### Supplied text ###

VCE Methods Question Thread!

[lzxnl]

This is what I started off doing.

Let's say I'm integrating 1/(3x+1)
Well, I know that it's going to look like ln |3x+1|
So I differentiate that by chain rule to get 3/(3x+1). I'm off by a factor of 3 -> antiderivative is 1/3 ln |3x+1| + constant

If you know what the antiderivative must look like, take a guess and then modify it. It's not a bad strategy given that ALL antiderivative rules come from differentiation.

[Maz]

thanky ou- can i ask one more question please?
how do you find the anti-derriative for (3x+2)^4?
because the rule- (ax+b)^n+1 / a(n+1) +c    isn't working on it... and how do you know when to use
this rule or another as (3x+2)^4 is in the same form as (ax+b)^n+1
the answer is 1/12*(3x+2)^4...i know the answer is right because i have checked with a few calculators and its the answer in
my textbook

[cosine]

thanky ou- can i ask one more question please?
how do you find the anti-derriative for (3x+2)^4?
because the rule- (ax+b)^n+1 / a(n+1) +c    isn't working on it... and how do you know when to use
this rule or another as (3x+2)^4 is in the same form as (ax+b)^n+1
the answer is 1/12*(3x+2)^4...i know the answer is right because i have checked with a few calculators and its the answer in
my textbook

Why won't the rule work? Remember:

So a = 3, b = 2 and n = 4

Plug these into your formula to yield:

[Maz]

because thats the wrong answer...the answer is
1/12 (3x+2)^4 and i know that answer is right because I've checked with a couple of calculators
and thats the answer in my textbook

[lzxnl]

because thats the wrong answer...the answer is
1/12 (3x+2)^4 and i know that answer is right because I've checked with a couple of calculators
and thats the answer in my textbook

If that's the right answer, you've most likely typed the question wrong. Your function is an antiderivative of (3x+2) cubed, not to the fourth power.

[Adequace]

Can someone help me with the attached? I'm stuck on what to do after my last line, I tried doing solving it from there in another book and my answer was ab/(c-a) when the answer is ab/(a-b-c).

Thanks.

###

Requirement
Repeat the VCE Methods thread word for word, from "This is what" to "come from differentiation.".

### Stored records ###

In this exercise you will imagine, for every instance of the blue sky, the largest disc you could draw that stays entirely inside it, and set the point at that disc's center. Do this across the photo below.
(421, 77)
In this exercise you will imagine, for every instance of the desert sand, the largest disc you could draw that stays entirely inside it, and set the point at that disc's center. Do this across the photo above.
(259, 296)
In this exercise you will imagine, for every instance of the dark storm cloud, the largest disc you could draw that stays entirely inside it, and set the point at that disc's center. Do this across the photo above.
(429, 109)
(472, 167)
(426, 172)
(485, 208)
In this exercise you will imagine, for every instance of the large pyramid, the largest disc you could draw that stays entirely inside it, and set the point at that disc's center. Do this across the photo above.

###

Finished exercise
This is what I started off doing.

Let's say I'm integrating 1/(3x+1)
Well, I know that it's going to look like ln |3x+1|
So I differentiate that by chain rule to get 3/(3x+1). I'm off by a factor of 3 -> antiderivative is 1/3 ln |3x+1| + constant

If you know what the antiderivative must look like, take a guess and then modify it. It's not a bad strategy given that ALL antiderivative rules come from differentiation.